### [TEXTE FOURNI]
Allemagne : la succession d’Angela Merkel divise la CDU

Le successeur d’Angela Merkel à la présidence de la CDU sera désigné le 7 décembre. Deux des trois principaux candidats, Friedrich Merz et Jens Spahn, critiquent l’action de la chancelière, en particulier sa politique migratoire. Ils défendent une ligne résolument conservatrice. La troisième postulante, Annnegret Kramp-Karrenbauer, qui est considérée comme sa dauphine, soutient son bilan. L’une des questions que pose cette succession est de savoir si la nouvelle direction du parti démocratie chrétienne restera fidèle à l’héritage pro-européen de la démocratie chrétienne et si elle saura pousser la chancelière à aller de l’avant, en particulier sur la défense européenne et le renforcement de la zone euro.

### [ENTRÉES]
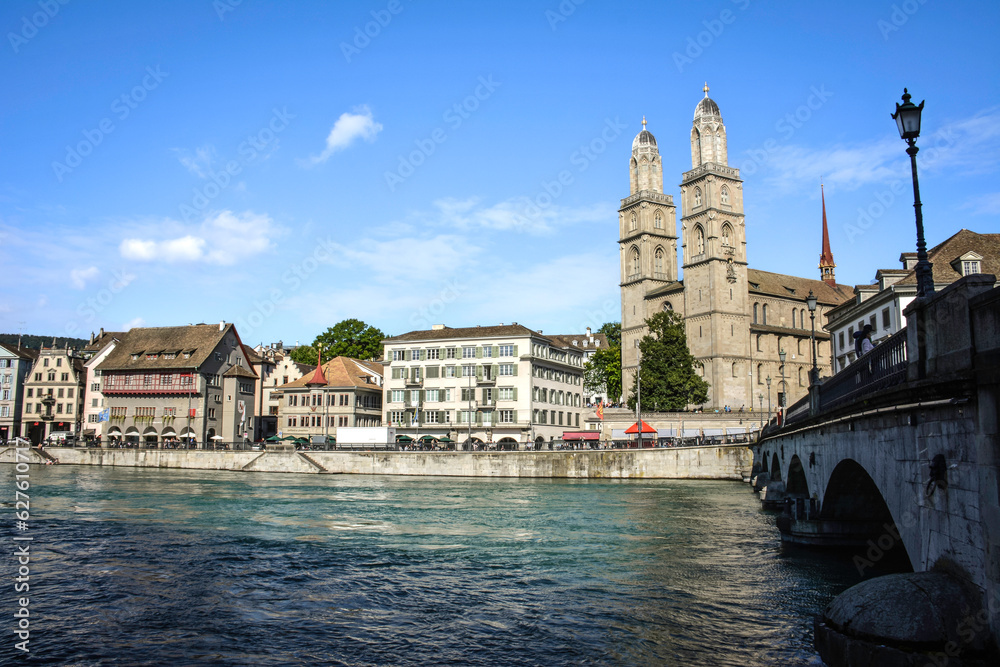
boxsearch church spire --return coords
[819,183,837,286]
==
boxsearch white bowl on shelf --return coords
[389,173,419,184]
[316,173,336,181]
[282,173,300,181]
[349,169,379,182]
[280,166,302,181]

### [À COMPLÉTER]
A - Selon le texte fourni, quel jour sera désigné le successeur d'Angela Merkel à la présidence de la CDU ?
B - Recopiez le texte fourni en commençant à « Le successeur d’Angela » et en terminant à « la zone euro. ».

### [CORRIGÉ]
A - Le 7 décembre.

B -
Le successeur d’Angela Merkel à la présidence de la CDU sera désigné le 7 décembre. Deux des trois principaux candidats, Friedrich Merz et Jens Spahn, critiquent l’action de la chancelière, en particulier sa politique migratoire. Ils défendent une ligne résolument conservatrice. La troisième postulante, Annnegret Kramp-Karrenbauer, qui est considérée comme sa dauphine, soutient son bilan. L’une des questions que pose cette succession est de savoir si la nouvelle direction du parti démocratie chrétienne restera fidèle à l’héritage pro-européen de la démocratie chrétienne et si elle saura pousser la chancelière à aller de l’avant, en particulier sur la défense européenne et le renforcement de la zone euro.